--- Exercise ---
Show every line of the records below that contains the string "banner", treating uppercase and lowercase letters as distinct.

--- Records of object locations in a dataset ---

#####

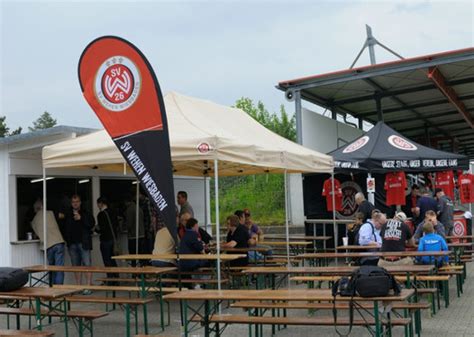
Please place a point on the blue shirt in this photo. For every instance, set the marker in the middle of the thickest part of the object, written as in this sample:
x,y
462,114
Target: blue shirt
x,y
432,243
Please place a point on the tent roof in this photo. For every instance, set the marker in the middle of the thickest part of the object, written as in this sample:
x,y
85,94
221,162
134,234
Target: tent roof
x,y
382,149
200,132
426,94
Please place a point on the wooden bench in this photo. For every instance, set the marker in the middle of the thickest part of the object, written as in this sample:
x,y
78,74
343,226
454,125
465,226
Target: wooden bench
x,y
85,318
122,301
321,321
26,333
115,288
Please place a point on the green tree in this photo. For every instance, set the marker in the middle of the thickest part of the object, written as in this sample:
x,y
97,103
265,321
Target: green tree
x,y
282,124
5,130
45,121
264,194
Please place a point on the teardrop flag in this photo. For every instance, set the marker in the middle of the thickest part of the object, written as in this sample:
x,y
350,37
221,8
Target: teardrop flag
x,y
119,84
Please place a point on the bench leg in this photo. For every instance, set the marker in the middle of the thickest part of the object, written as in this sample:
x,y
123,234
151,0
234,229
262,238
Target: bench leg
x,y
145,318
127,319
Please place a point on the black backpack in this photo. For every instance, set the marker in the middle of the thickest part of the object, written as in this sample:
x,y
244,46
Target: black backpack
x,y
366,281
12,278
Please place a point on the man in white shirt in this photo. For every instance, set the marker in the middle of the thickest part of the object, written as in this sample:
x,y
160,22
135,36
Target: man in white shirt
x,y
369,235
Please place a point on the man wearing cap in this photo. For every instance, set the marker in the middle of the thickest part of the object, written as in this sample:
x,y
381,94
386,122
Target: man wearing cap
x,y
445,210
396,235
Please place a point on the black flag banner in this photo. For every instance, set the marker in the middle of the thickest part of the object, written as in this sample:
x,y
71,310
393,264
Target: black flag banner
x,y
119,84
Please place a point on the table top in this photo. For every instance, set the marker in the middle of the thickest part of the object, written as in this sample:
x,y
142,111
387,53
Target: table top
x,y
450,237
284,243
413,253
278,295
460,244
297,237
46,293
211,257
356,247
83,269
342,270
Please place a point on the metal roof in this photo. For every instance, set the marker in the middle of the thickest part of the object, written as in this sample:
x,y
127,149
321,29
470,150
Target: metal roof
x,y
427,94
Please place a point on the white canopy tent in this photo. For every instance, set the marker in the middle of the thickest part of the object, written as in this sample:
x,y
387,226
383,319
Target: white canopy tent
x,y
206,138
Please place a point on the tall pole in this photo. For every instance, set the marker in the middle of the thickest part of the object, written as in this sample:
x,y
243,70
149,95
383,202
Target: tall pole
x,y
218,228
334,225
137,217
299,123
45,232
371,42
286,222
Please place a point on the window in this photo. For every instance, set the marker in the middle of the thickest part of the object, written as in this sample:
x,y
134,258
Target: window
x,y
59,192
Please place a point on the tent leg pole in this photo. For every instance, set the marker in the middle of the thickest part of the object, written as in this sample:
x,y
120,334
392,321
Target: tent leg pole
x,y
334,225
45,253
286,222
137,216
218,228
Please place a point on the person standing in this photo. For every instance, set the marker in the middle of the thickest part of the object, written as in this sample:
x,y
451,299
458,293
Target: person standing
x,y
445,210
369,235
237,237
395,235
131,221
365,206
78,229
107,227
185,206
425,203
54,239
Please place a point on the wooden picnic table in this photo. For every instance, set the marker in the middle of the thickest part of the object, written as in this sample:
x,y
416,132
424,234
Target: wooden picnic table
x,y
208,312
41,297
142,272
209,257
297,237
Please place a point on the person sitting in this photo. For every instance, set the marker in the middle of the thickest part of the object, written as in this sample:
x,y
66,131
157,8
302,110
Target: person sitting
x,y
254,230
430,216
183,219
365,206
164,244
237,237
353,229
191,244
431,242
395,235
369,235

#####

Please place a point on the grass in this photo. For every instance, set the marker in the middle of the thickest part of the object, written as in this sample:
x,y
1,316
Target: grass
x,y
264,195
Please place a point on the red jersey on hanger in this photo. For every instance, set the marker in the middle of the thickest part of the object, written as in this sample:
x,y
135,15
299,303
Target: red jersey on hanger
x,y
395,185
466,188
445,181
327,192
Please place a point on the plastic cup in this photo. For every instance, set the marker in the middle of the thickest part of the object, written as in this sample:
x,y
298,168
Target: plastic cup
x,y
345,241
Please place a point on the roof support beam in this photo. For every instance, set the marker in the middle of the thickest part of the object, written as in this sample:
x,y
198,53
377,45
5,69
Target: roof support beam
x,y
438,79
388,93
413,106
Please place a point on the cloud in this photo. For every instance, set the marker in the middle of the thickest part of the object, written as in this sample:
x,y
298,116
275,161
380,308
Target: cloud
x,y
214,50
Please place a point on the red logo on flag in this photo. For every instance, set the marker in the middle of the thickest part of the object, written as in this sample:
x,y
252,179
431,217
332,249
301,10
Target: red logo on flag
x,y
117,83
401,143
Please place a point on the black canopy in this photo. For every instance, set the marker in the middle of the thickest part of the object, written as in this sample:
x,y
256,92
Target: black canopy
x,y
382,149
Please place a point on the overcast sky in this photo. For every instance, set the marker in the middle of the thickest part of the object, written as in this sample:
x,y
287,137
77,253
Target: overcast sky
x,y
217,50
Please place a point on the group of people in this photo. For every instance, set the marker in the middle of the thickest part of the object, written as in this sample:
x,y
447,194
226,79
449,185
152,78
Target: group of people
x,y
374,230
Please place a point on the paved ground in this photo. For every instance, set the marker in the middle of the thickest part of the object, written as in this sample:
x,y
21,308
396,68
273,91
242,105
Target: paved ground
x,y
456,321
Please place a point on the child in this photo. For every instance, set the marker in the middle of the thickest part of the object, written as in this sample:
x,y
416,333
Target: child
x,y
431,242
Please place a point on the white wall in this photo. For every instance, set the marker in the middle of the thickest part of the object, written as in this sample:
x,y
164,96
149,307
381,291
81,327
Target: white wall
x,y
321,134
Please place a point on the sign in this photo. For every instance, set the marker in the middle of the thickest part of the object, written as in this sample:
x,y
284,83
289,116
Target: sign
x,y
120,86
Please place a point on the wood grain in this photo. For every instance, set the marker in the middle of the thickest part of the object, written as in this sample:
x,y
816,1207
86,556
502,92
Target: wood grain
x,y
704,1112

#####

--- The reply ---
Please place a point on the black flag banner in this photo. For every instance, set the marker in the middle of the thickest part of the object, written as in this sample:
Target: black flag banner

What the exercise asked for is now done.